*** Opening Given entries ***

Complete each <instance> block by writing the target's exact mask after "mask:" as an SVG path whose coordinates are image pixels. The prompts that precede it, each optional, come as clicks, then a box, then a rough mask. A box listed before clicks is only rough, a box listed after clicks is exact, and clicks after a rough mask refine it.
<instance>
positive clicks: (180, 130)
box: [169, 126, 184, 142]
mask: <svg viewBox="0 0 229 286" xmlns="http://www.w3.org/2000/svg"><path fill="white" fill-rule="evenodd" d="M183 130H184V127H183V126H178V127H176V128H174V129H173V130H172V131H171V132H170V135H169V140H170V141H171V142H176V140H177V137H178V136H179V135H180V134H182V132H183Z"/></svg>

*** Closing Given entries ***

* _Assignment_: Please repeat every record above word for word.

* _Solution for this exercise_:
Complete each <instance> block by writing the target's exact mask after "mask:" as an SVG path whose coordinates are image pixels. The prompts that precede it, each optional, come as clicks, then a box, then a rough mask. A box listed before clicks is only rough, a box listed after clicks is exact, and clicks after a rough mask refine it.
<instance>
positive clicks: (180, 130)
box: [169, 126, 184, 142]
mask: <svg viewBox="0 0 229 286" xmlns="http://www.w3.org/2000/svg"><path fill="white" fill-rule="evenodd" d="M183 130H184V127H183V126H178V127H176V128H174V129H173V130H172V131H171V132H170V135H169V140H170V141H171V142H176V140H177V137H178V136H179V135H180V134H182V132H183Z"/></svg>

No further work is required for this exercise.